DOCUMENT:
Alternative Dispute Resolution
Congress requires that all federal courts offer alternative dispute resolution in all civil actions including bankruptcy. A neutral third party participates to assist in the resolution of issues in controversy. Except as defined in section 1654 participation by litigants is voluntary and not binding. Section 1654 does not allow arbitration when the participants do not agree, there is a claimed violation of a constitutional right, or the amount in controversy is more than $150,000 but mediation can still be used in those cases. The only exception to this mandate is for pro se litigants. Although Congress requires the procedure to be offered to all litigants, many federal courts do not allow pro se litigants to participate even when they pay the full filing fee.

Trial and judgment
The lawsuit may then proceed similarly to a criminal trial, with each side presenting witnesses and submitting evidence, at the close of which the judge or jury renders their decision. Generally speaking, the plaintiff has the burden of proof in making his claims, which means that it is up to him to produce enough evidence to persuade the judge or jury that his claim should succeed. The defendant may have the burden of proof on other issues, however, such as affirmative defenses. There are numerous motions that either party can file throughout the lawsuit to terminate it "prematurely" – before submission to the judge or jury for final consideration. These motions attempt to persuade the judge, through legal argument and sometimes accompanying evidence, that because there is no reasonable way that the other party could legally win, there is no sense in continuing with the trial. Motions for summary judgment, for example, can usually be brought before, after, or during the actual presentation of the case. Motions can also be brought after the close of a trial to undo a jury verdict that is contrary to law or against the weight of the evidence, or to convince the judge that he should change his decision or grant a new trial. Also, at any time during this process from the filing of the complaint to the final judgment, the plaintiff may withdraw his complaint and end the whole matter, or the defendant may agree to a settlement, which involves a negotiated award followed also by the plaintiff withdrawing his complaint and the settlement entered into the court record.

Appeal
After a final decision has been made, either party or both may appeal from the judgment if they are unhappy with it (and their jurisdiction grants the ability). Even the prevailing party may appeal, if, for example, they wanted a larger award than was granted. The appellate court (which may be structured as an intermediate appellate court) and a higher court will then affirm the judgment, refuse to hear it (which effectively affirms), reverse, or vacate and remand, which involves sending the lawsuit back to the lower trial court to address an unresolved issue, or possibly for a whole new trial. Some lawsuits go up and down the appeals ladder repeatedly before finally being resolved.

EXTRACTED MATERIAL:
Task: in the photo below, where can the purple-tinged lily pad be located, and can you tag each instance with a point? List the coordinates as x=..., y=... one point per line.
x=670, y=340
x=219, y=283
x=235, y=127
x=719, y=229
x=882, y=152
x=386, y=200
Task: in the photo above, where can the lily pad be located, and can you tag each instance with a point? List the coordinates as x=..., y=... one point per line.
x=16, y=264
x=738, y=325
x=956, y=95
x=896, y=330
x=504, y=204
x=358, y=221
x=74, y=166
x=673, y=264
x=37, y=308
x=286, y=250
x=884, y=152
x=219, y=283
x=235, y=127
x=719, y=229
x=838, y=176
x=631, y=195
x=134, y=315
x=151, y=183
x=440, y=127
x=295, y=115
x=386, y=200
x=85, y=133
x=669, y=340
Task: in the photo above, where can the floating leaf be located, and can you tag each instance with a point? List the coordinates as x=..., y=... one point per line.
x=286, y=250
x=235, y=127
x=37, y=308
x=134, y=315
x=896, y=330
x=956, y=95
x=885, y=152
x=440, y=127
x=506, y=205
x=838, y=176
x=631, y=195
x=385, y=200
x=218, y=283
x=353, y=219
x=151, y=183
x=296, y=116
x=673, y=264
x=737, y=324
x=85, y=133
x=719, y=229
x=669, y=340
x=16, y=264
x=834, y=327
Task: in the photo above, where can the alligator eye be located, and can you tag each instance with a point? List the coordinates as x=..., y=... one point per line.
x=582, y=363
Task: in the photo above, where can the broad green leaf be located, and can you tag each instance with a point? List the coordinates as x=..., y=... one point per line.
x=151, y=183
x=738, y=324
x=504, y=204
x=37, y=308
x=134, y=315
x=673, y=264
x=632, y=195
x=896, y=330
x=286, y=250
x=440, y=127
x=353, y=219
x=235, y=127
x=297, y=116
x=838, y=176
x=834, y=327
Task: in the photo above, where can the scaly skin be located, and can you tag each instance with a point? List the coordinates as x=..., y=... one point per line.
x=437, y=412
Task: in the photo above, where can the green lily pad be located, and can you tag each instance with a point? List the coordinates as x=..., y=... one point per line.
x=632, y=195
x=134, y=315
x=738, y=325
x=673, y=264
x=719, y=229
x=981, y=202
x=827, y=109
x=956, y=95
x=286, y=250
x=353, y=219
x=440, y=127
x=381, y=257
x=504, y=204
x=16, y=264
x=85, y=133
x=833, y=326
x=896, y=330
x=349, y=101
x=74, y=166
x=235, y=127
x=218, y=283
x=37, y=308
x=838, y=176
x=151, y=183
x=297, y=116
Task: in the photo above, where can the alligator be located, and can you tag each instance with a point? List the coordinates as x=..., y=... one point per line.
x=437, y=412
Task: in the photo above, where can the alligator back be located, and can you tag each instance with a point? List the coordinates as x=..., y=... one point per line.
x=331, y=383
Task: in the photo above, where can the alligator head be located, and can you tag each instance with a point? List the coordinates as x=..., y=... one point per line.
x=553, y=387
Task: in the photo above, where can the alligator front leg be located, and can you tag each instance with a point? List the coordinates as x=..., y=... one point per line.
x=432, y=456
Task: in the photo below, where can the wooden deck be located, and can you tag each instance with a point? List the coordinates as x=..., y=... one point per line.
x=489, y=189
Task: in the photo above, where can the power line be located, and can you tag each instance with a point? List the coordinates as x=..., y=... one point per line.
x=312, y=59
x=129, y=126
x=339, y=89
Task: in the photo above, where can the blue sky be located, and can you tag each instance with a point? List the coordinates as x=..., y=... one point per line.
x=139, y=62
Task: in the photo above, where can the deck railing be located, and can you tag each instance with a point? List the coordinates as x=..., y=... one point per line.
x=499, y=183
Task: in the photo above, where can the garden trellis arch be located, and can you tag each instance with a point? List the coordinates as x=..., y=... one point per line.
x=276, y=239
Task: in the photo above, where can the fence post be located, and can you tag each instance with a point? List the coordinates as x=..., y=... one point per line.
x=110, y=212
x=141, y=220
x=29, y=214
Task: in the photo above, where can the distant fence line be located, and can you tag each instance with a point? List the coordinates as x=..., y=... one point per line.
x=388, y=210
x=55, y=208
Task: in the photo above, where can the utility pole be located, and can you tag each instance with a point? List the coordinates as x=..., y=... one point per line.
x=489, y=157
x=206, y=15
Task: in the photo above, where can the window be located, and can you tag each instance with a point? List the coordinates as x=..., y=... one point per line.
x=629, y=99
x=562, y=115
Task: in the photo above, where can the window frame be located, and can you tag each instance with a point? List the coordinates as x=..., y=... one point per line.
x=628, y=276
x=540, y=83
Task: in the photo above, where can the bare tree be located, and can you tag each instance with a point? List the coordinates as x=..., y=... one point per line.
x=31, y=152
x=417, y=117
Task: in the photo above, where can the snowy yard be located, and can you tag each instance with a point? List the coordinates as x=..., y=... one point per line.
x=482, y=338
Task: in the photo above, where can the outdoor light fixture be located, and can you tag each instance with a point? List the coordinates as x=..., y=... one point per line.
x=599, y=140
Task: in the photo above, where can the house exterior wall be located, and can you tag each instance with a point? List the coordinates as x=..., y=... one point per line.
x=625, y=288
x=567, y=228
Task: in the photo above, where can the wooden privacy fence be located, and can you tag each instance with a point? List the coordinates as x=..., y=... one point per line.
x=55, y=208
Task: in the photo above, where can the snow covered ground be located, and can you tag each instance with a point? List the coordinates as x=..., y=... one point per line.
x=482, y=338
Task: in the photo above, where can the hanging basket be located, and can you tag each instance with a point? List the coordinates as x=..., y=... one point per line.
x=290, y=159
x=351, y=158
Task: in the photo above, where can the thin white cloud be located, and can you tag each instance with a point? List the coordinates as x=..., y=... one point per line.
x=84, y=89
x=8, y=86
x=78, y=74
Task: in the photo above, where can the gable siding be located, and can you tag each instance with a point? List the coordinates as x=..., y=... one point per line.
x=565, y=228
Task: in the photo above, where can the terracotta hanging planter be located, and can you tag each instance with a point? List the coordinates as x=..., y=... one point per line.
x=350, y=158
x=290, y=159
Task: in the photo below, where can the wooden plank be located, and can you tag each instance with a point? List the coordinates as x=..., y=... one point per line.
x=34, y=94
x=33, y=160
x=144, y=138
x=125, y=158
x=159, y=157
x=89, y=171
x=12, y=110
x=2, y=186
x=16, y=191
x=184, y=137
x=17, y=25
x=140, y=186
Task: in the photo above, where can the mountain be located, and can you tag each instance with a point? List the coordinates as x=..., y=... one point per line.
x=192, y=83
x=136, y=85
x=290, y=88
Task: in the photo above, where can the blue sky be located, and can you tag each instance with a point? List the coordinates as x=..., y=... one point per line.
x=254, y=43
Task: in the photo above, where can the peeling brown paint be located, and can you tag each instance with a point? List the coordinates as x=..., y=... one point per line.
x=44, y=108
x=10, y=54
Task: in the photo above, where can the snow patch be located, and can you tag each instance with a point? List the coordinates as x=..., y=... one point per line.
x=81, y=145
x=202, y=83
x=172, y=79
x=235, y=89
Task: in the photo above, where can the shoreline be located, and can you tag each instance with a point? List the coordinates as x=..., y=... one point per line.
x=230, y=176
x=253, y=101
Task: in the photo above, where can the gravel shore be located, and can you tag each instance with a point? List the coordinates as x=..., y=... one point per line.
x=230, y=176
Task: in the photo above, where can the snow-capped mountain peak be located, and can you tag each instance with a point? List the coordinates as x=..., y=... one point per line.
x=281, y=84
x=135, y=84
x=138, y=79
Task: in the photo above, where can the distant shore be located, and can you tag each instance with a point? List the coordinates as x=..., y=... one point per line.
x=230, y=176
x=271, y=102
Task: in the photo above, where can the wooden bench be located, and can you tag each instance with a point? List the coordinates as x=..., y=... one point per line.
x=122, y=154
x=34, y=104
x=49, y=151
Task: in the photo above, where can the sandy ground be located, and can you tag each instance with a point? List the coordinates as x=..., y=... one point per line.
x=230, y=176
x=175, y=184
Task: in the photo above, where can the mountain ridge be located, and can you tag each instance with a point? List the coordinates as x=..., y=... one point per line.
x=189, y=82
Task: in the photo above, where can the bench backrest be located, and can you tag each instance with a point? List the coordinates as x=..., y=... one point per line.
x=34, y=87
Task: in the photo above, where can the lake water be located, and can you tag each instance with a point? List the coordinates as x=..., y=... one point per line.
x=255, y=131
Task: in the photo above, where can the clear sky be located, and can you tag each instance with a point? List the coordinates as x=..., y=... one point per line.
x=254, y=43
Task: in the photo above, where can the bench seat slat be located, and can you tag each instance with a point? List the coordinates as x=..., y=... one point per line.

REQUIRED ACTIONS:
#1 According to the text on civil lawsuits, above what amount in controversy does section 1654 rule out arbitration?
#2 Condense the paragraph beginning "After a final decision has been made" from the text on civil lawsuits into a shorter version that keeps its main facts.
The records have nothing to do with what is asked here.

SOLUTIONS:
#1 More than $150,000.

#2 Once a final decision is made, either or both parties may appeal if they are unhappy with it and their jurisdiction allows it. Even the winning party may appeal, for instance to seek a larger award. The appellate court and a higher court will then affirm the judgment, refuse to hear it (which in effect affirms it), reverse it, or vacate and remand it, sending the lawsuit back to the trial court to settle an open issue or possibly to hold a new trial. Some lawsuits move up and down the appeals ladder many times before they are resolved.